TUGAS DIBERIKAN A: Keluarkan kembali seluruh teks tentang Fordisme secara utuh, kata demi kata, tanpa perubahan apa pun.

Fordisme berbendapat bahwa dengan banyaknya jumlah barang yang beredar dipasar akan mempengaruhi tingkat konsumsi masyarakat dan akan meningkatkan kesejahteraannya. Namun dalam penerapannya hal yang demikian hanya terjadi pada dalam negeri Amerika Serikat sat itu dan tidak membawa kesehahteraan dalam kerangka global. Selain itu dengan upah buruh yang relatif tinggi memungkinkan bagi para buruh untuk membeli barang-barang hasil produksi mereka, sehingga selain menjadi tenaga kerja peran buruh juga berfungsi sebagai konsumen. Maka pada tahun itu pulalah dikenal dengan apa yang dinamakan sebagai “The Golden Age of American Working Class”. Fordisme runtuh diakibatkan oleh ketidak mamupaannya menghadapi krisis ekonomi global saat itu.

BARIS DITAMPILKAN:

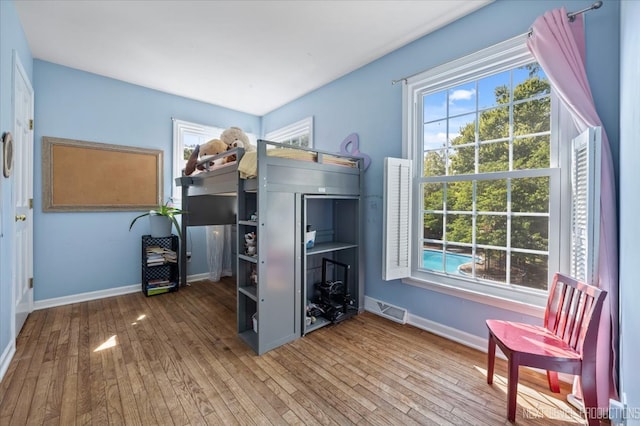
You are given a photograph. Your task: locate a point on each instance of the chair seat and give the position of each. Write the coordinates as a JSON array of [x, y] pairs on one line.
[[532, 340]]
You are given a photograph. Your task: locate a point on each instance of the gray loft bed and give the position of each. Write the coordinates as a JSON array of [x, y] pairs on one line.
[[210, 197]]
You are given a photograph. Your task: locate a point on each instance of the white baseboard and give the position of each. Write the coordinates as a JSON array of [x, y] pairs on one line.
[[6, 357], [100, 294]]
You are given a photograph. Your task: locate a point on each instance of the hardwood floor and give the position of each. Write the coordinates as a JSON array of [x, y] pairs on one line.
[[176, 359]]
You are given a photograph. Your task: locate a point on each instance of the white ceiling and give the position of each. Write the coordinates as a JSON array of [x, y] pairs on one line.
[[250, 56]]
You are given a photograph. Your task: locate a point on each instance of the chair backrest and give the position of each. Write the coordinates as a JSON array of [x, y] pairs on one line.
[[573, 312]]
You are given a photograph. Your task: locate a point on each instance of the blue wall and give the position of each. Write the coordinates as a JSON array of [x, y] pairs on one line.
[[365, 102], [83, 252], [629, 203], [12, 39]]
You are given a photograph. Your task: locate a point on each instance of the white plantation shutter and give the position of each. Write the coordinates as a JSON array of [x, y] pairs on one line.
[[396, 253], [585, 205]]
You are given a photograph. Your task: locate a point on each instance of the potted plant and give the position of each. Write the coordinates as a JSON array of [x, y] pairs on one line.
[[161, 220]]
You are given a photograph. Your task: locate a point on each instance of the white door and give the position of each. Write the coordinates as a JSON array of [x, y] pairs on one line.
[[22, 195]]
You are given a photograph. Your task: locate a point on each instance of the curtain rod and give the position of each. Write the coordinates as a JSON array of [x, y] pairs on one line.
[[571, 16]]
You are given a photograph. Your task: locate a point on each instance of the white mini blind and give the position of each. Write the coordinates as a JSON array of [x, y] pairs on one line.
[[396, 253], [585, 205]]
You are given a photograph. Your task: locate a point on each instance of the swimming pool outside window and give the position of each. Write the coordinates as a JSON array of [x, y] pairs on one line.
[[486, 186]]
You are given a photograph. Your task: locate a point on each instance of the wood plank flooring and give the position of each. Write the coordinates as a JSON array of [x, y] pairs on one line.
[[175, 359]]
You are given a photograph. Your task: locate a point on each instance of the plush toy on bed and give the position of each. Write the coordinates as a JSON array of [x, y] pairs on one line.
[[214, 146], [234, 137]]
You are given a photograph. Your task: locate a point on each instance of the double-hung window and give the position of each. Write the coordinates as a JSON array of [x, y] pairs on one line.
[[299, 133], [186, 136], [486, 183]]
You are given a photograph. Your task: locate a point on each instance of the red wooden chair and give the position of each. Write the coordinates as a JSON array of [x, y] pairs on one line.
[[566, 343]]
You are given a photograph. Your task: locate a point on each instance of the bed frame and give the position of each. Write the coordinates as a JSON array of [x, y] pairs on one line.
[[210, 197]]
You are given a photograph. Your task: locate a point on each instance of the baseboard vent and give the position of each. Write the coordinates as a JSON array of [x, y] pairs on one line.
[[394, 313]]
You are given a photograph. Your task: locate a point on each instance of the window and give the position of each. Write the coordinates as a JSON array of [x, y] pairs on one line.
[[486, 181], [186, 136], [298, 134]]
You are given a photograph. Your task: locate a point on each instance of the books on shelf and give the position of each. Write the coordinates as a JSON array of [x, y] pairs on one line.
[[159, 256], [160, 283]]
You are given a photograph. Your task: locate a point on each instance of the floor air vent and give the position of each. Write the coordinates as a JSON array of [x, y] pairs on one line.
[[391, 312]]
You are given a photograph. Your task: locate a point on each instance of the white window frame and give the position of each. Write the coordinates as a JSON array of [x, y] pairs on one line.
[[292, 132], [180, 128], [506, 55]]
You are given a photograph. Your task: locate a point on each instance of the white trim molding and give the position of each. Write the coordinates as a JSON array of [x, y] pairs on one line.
[[101, 294]]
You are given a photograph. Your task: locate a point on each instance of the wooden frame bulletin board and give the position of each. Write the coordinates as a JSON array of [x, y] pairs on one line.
[[90, 176]]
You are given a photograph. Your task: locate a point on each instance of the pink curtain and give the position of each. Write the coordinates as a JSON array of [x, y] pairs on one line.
[[559, 47]]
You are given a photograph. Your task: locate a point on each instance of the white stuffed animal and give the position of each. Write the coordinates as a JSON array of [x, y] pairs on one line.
[[234, 137]]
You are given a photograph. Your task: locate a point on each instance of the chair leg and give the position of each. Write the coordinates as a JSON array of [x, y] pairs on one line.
[[512, 389], [552, 377], [590, 401], [491, 359]]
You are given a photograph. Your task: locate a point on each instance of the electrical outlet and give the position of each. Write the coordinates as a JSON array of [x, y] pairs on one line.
[[617, 411]]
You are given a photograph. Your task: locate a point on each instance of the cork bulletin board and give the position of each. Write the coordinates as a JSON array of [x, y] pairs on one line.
[[90, 176]]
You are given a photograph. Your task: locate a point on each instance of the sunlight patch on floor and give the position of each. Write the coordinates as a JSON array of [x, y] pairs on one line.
[[109, 343], [140, 318]]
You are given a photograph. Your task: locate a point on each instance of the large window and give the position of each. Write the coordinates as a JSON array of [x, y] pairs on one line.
[[486, 183]]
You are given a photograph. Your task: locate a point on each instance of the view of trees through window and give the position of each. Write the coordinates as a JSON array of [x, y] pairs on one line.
[[486, 178]]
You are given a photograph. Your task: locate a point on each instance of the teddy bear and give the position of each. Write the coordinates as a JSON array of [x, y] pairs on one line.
[[235, 137], [214, 146]]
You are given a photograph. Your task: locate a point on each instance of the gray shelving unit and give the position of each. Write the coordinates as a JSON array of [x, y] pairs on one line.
[[284, 195], [268, 306], [336, 220]]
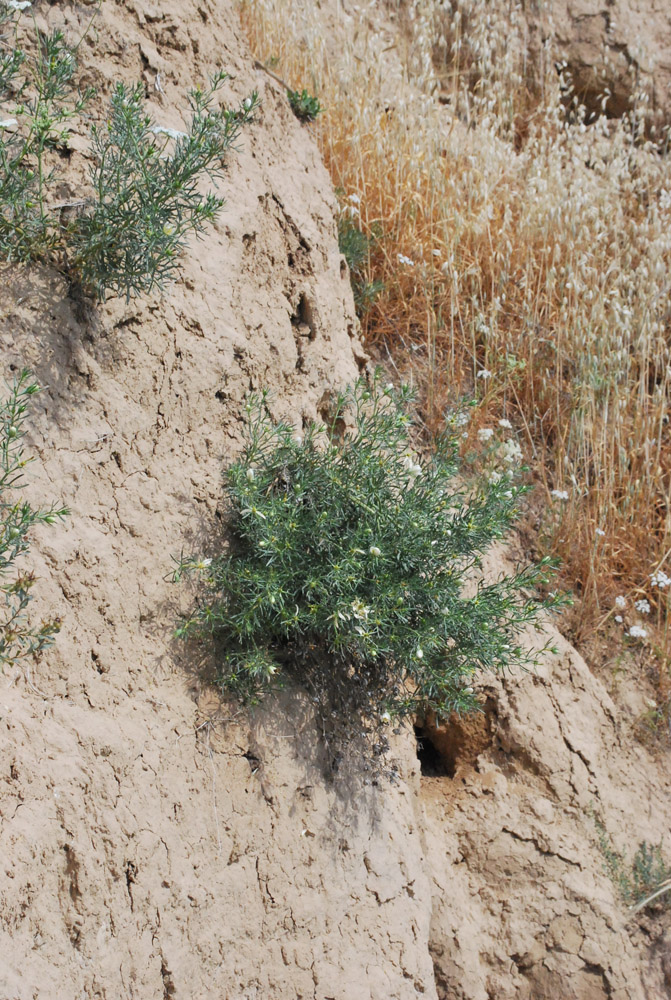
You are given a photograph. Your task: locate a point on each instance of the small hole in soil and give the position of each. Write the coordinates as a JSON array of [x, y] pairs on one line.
[[455, 744], [432, 761]]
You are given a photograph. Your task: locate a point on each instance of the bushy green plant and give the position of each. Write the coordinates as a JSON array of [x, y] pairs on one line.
[[18, 637], [44, 97], [147, 197], [355, 246], [304, 105], [640, 880], [146, 202], [353, 568]]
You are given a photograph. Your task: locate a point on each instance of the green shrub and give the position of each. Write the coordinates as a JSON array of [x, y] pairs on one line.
[[355, 246], [18, 638], [642, 878], [347, 568], [304, 105], [146, 202]]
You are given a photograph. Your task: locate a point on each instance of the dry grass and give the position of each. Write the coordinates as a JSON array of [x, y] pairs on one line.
[[541, 250]]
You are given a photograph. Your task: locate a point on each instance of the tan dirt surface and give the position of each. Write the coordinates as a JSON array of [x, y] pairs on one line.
[[157, 844]]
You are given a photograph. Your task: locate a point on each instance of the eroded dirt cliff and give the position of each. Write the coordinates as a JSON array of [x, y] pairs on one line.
[[156, 843]]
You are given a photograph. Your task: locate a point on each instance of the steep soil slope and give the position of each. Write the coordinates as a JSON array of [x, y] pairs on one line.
[[156, 843]]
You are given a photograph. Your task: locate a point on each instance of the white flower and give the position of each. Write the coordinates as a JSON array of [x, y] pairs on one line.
[[511, 451], [414, 469], [360, 611], [164, 130]]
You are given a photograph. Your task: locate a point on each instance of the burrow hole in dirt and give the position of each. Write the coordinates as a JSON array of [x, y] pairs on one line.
[[445, 748]]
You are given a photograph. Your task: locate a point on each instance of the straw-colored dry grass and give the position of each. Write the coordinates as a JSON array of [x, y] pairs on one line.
[[540, 248]]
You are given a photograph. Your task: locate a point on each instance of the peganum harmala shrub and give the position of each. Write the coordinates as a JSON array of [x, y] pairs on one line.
[[353, 568], [18, 637], [127, 238], [305, 106]]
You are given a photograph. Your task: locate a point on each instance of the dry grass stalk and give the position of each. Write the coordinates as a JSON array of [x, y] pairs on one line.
[[541, 251]]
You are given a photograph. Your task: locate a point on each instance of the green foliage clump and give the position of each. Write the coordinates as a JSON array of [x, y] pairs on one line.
[[126, 239], [147, 197], [638, 882], [356, 246], [18, 638], [353, 569], [304, 105]]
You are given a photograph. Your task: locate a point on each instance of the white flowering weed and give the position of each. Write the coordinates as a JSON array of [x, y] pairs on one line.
[[349, 581]]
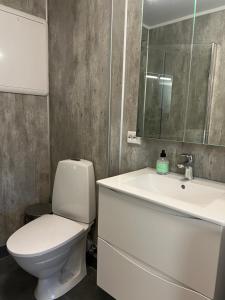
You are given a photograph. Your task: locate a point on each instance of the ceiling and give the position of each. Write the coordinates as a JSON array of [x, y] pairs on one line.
[[158, 12]]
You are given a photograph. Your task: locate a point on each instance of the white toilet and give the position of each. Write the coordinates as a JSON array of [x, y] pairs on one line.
[[53, 247]]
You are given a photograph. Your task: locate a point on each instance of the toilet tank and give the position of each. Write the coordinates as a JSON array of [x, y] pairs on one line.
[[74, 191]]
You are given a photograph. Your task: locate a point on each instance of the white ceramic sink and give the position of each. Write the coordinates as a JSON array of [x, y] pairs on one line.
[[199, 198]]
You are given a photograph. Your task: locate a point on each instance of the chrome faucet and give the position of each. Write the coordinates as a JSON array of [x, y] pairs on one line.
[[188, 166]]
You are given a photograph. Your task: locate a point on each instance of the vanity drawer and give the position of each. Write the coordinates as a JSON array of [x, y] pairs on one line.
[[126, 279], [183, 248]]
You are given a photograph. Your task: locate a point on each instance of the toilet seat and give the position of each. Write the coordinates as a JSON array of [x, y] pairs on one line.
[[44, 235]]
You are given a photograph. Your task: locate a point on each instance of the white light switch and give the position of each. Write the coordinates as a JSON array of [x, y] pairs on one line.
[[132, 138]]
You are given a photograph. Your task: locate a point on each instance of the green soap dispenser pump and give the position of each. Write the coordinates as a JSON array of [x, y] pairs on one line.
[[162, 164]]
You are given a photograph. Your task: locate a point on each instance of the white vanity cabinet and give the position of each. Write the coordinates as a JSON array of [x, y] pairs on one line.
[[149, 252]]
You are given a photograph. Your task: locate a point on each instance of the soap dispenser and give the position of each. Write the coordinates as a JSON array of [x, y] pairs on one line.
[[162, 164]]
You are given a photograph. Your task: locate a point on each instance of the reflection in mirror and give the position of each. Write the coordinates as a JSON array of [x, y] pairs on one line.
[[180, 69], [209, 30]]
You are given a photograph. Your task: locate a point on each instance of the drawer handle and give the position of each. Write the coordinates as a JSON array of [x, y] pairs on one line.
[[162, 209]]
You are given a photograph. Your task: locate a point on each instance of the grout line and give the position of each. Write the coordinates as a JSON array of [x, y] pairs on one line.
[[110, 93], [123, 84]]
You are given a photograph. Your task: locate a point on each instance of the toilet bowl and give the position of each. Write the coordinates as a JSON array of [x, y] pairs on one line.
[[53, 247]]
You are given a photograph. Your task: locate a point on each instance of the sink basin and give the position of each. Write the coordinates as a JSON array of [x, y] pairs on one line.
[[199, 198], [176, 188]]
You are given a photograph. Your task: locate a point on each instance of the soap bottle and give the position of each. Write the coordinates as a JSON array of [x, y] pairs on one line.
[[162, 164]]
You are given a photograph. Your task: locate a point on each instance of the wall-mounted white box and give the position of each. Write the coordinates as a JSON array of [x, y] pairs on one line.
[[23, 53]]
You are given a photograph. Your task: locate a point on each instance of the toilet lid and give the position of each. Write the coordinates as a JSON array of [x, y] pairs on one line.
[[43, 235]]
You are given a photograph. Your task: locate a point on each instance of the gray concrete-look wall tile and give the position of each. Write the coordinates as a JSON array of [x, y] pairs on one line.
[[79, 33], [34, 7], [24, 151], [24, 158]]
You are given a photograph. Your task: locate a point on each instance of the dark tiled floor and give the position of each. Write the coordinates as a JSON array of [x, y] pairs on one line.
[[15, 284]]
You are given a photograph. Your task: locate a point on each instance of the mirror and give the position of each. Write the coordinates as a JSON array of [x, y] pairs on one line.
[[182, 73]]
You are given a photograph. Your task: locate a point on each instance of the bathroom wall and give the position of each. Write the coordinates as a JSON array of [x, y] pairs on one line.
[[209, 160], [80, 43], [24, 151]]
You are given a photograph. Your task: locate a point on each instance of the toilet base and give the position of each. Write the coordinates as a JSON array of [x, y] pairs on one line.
[[73, 271], [52, 288]]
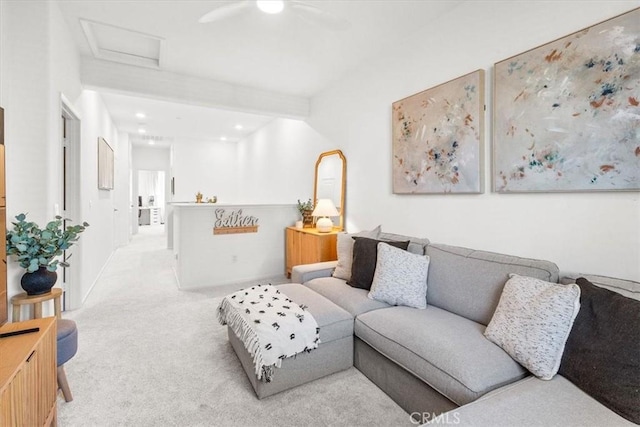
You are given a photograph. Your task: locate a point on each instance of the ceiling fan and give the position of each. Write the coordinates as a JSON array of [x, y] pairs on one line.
[[301, 8]]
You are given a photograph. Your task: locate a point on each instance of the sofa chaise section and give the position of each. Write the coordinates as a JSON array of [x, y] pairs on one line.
[[534, 402], [433, 344]]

TUGAS DIBERIKAN B: Di antara baris data di atas, ambil hanya bagian yang dimulai pada baris yang memuat "the chair backrest" dan berakhir pada baris yang memuat "[[573, 312]]", kedua ujungnya ikut dihitung. Tulis ulang baris-baris itu saja, termasuk permintaannya, dengan setiap angka koordinat pada jawabannya dikalikan 1,45 dan dibulatkan ke bilangan bulat terdekat (nilai tepat setengah dibulatkan ke atas).

JAWABAN AKHIR A:
Fordisme berbendapat bahwa dengan banyaknya jumlah barang yang beredar dipasar akan mempengaruhi tingkat konsumsi masyarakat dan akan meningkatkan kesejahteraannya. Namun dalam penerapannya hal yang demikian hanya terjadi pada dalam negeri Amerika Serikat sat itu dan tidak membawa kesehahteraan dalam kerangka global. Selain itu dengan upah buruh yang relatif tinggi memungkinkan bagi para buruh untuk membeli barang-barang hasil produksi mereka, sehingga selain menjadi tenaga kerja peran buruh juga berfungsi sebagai konsumen. Maka pada tahun itu pulalah dikenal dengan apa yang dinamakan sebagai “The Golden Age of American Working Class”. Fordisme runtuh diakibatkan oleh ketidak mamupaannya menghadapi krisis ekonomi global saat itu.

JAWABAN AKHIR B:
You are given a photograph. Your task: locate a point on each instance of the chair backrest and give the position of each. Write the coordinates as a JSON array of [x, y] pairs on one line.
[[831, 452]]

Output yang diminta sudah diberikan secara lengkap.